• **What to do**: Rescale the listing below from its first line through the line that contains "242 0 344 196". Repeat each line, requests included, with every bounding box coordinate in the answers multiplied by 1.9 and rounded to a whole number (halves round up), and leave out the pictures and anything after that line.

• **Entries for bounding box labeling**:
- - -
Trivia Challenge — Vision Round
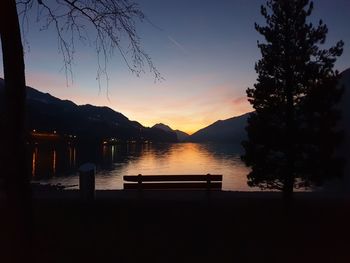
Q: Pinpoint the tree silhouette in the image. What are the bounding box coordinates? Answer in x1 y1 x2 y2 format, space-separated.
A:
242 0 344 199
0 0 160 260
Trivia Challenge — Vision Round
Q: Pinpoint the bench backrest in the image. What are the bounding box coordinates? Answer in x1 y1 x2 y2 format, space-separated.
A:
123 174 222 190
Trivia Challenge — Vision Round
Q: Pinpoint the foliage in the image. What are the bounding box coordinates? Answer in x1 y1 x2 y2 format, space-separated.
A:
242 0 344 192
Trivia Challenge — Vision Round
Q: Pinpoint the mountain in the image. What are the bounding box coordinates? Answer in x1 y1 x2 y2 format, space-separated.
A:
186 113 249 143
152 123 189 142
0 79 177 142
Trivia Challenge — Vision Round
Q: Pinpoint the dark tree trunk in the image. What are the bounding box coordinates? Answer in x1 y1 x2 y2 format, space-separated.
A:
0 0 31 262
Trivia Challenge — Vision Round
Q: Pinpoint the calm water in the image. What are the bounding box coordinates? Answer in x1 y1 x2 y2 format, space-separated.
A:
28 143 257 191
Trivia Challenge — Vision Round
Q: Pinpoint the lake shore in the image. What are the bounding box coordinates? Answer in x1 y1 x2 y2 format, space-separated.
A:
2 190 350 262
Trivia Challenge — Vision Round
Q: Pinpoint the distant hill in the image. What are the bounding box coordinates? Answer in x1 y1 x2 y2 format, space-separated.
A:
186 113 249 143
0 79 177 142
152 123 189 142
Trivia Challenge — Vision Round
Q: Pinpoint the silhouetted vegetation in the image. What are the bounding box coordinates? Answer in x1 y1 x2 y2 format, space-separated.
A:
0 0 159 261
242 0 344 197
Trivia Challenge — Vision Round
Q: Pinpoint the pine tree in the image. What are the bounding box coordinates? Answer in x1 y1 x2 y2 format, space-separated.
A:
242 0 344 196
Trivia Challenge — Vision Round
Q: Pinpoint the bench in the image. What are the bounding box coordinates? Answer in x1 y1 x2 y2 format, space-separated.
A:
123 174 222 190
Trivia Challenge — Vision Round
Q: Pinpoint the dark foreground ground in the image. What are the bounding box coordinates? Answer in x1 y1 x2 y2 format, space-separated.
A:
0 191 350 263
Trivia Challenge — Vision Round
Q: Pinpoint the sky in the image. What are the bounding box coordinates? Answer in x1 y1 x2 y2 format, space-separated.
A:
0 0 350 133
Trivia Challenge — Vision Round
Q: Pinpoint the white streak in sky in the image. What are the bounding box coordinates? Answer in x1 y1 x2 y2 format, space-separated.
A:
168 36 187 54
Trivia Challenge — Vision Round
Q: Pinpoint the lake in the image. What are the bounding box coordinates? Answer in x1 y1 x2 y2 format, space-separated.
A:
28 143 258 191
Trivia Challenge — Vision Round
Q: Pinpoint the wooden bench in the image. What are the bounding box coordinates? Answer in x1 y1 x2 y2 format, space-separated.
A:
- - -
• **Written response**:
Trivia Challenge — Vision Round
Q: Pinpoint the tree silhouette in the image. What are the bounding box coordinates? Answer in x1 y1 x2 y2 format, space-separated.
A:
460 0 654 378
0 0 304 494
Trivia Challenge — Vision Round
Q: Pinpoint the bench backrest in the image. What are the bounding box coordinates? Answer in x1 y1 x2 y2 format, space-separated.
A:
234 331 422 361
Trivia Challenge — Vision Round
Q: Pinpoint the foliage in the image. What are the bounding box coordinates? Answer in x1 y1 x2 y2 format, space-separated.
A:
460 0 654 365
Trivia Challenge — Vision Round
Q: Pinpoint the mountain in the image. What are the bounding box coordinates? Answer in x1 y1 x2 y2 format, space-separated.
A:
353 215 473 272
289 234 359 270
0 150 336 270
Trivia Challenge — Vision Round
Q: Pinpoint the dark tree trunk in the image. What are the bounding box coordinates? Answer in x1 y1 x2 y2 format, space-separated.
A:
0 0 59 498
Trivia Challenge — Vision Round
Q: Pinpoint the calm water in the image. What are the bounding box coordinates? Answer in x1 y1 x2 y2 format, space-separated.
A:
53 272 488 363
Trivia Challenge — Vision Round
Q: Pinpoint the lake shore in the image. What are the bounding box coordinates? Answer in x1 y1 x2 y2 format, space-separated.
A:
4 361 665 498
Trivia Challenge — Vision Round
Q: Pinpoint the distant hill in the image. What are the bounding box coordinates? Answer in x1 y1 x2 y2 format, space-separated.
A:
353 215 473 272
0 150 336 270
289 234 359 270
Trivia Challenge — Vision Round
Q: Pinpoint the silhouetted vegetation in the image. What are the bounding box coordinates? Answer in x1 y1 x2 y2 format, space-separated.
A:
0 0 302 496
460 0 654 374
Trivia Challenge — Vision Round
Q: Pinpoint the pine tree in the image. What are the bounding box coordinates? Answer in x1 y1 x2 y2 format, space-separated.
A:
460 0 654 372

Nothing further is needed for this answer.